* [節選文字]
= = = = =

Python 自用程式碼（某方標準類網頁原始碼清洗）

右介發表於2017-06-27

用於mongodb中“標準”資料的清洗，資料為網頁原始碼，須從中提取：

標準名稱,標準外文名稱,標準編號,釋出單位,釋出日期,狀態,實施日期,開本頁數,採用關係,中圖分類號,中國標準分類號,國際標準分類號,國別,關鍵詞,摘要,替代標準。

提取後組成字典存入另一集合。

#coding=utf-8
from pymongo import MongoClient
from lxml import etree
import requests

s = [u'標準編號：',u'釋出單位：',u'釋出日期：',u'狀態：',u'實施日期：',u'開本頁數：',u'採用關係：',
    u'中圖分類號：',u'中國標準分類號：',u'國際標準分類號：',u'國別：',u'關鍵詞：',u'摘要：']

# 獲取資料庫
def get_db():
    client = MongoClient('IP', 27017)
    db = client.wanfang
    db.authenticate("使用者名稱","密碼") 
    return db

# 獲取第num條資料
def get_data(table, num):
    i = 1
    for item in table.find({}, {"content":1,"_id":0}):
        if i==num:
            if item.has_key('content') and item['content']:
                return item['content']
        else:
            i+=1
            continue

# 列表轉字串
def list_str(list):
    if len(list)!=0:
        return list[0]
    else:
        return ""

# 提取分類號
def code_ls(list):
    if len(list)!=0:
        ls = list[0].split()
        shanchu = []
        for i in ls:
            if ("("in i) or (")"in i) or ("（"in i) or("）"in i):
                shanchu.append(i)
        for i in shanchu:
            ls.remove(i)
        return ls
    else:
        return ""

# 構造關鍵詞列表
def keywords_ls(list):
    if len(list)!=0:
        return list
    else:
        return ""

# 替代標準
def replace_str(replace):
    if replace!="":
        ls = [i.strip().replace("\r\n", "") for i in replace]
        if len(ls)!=0:
            return ls[0][5:]
        else:
            return ""
    else:
        return ""

# 提取摘要
def summary_str(list):
    if len(list)!=0:
        if list[0][0]!="<":
            return list[0]
        else:
            return ""
    else:
        return ""

# 調整日期格式
def date_str(list):
    if len(list)!=0:
        year = list[0].find(u'年')
        month = list[0].find(u'月')
        day = list[0].find(u'日')
        if month-year==2:
            list[0] = list[0].replace(u"年",u"年0")
        if day-month==2:
            list[0] = list[0].replace(u"月",u"月0")
        return list[0].replace(u"日","").replace(u"月","-").replace(u"年","-")
    else:
        return ""

# 調整採標格式
def adopted_ls(string, ls):
    dc = {}
    loc = string.find(',')

= = = = =

* [小練習 1] 節選文字裡的 get_db 函式連線 MongoDB 時用的是哪個埠號？
* [小練習 2] 照抄節選文字中的一段，從“return list[0].repla”開始，到“loc = string.find(',')”結束。
作答時只依據節選文字。

= = = = =

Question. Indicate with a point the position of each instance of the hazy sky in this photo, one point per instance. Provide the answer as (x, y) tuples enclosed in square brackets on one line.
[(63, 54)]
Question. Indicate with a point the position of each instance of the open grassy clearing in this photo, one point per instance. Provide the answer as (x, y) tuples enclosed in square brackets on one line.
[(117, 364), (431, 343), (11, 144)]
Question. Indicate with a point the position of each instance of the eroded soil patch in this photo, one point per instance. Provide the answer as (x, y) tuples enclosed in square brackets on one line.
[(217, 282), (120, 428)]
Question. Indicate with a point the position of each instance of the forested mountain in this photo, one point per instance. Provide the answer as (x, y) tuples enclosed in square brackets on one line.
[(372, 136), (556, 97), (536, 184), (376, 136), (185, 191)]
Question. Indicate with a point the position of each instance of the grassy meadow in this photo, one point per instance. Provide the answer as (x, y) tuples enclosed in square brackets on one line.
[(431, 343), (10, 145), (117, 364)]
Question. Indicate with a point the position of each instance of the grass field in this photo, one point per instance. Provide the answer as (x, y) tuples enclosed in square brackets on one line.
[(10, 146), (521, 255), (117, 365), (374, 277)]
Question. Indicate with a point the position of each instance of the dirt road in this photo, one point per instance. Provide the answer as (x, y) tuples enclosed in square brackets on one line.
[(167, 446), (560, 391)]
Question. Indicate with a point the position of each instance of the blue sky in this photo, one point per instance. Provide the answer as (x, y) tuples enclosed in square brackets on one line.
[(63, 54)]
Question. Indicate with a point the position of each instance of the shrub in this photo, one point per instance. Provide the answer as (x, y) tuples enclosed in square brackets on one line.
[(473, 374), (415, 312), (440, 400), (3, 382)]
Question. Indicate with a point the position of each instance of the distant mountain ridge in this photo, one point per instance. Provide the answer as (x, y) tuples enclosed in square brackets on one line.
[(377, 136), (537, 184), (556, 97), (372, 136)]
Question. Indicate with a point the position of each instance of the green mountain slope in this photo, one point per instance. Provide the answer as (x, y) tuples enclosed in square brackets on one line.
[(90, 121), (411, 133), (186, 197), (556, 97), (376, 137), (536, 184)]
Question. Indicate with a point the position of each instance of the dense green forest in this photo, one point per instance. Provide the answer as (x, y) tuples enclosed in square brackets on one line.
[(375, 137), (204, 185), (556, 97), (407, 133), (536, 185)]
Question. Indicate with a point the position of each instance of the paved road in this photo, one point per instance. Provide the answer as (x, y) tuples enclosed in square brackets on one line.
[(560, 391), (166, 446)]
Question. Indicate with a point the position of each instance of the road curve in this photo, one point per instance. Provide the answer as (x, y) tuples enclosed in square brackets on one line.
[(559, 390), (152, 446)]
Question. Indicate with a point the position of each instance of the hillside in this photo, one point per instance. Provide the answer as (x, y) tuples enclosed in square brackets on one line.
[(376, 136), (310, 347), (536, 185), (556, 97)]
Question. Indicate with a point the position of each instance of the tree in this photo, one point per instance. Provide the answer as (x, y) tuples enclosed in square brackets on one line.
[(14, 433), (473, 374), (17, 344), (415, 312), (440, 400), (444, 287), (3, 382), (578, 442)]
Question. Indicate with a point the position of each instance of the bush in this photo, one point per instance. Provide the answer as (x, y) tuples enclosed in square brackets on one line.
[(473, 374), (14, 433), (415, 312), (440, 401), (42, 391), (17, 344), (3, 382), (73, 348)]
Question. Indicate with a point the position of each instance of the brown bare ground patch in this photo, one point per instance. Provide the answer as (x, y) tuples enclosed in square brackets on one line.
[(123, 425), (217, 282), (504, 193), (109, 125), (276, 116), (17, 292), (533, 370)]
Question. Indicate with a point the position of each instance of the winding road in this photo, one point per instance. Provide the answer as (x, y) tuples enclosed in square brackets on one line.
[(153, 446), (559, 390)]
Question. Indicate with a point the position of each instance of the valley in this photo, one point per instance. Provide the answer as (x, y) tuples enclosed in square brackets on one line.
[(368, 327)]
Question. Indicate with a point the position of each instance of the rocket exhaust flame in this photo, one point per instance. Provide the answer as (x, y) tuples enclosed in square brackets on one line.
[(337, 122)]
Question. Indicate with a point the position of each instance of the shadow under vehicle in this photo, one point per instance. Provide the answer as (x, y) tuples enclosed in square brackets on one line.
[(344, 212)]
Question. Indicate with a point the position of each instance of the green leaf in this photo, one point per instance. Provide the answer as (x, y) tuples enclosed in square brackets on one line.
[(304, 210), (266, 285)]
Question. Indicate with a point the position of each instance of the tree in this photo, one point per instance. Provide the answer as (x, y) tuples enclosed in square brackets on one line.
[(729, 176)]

= = = = =

* [完整輸出 1] 27017

* [完整輸出 2]
return list[0].replace(u"日","").replace(u"月","-").replace(u"年","-")
    else:
        return ""

# 調整採標格式
def adopted_ls(string, ls):
    dc = {}
    loc = string.find(',')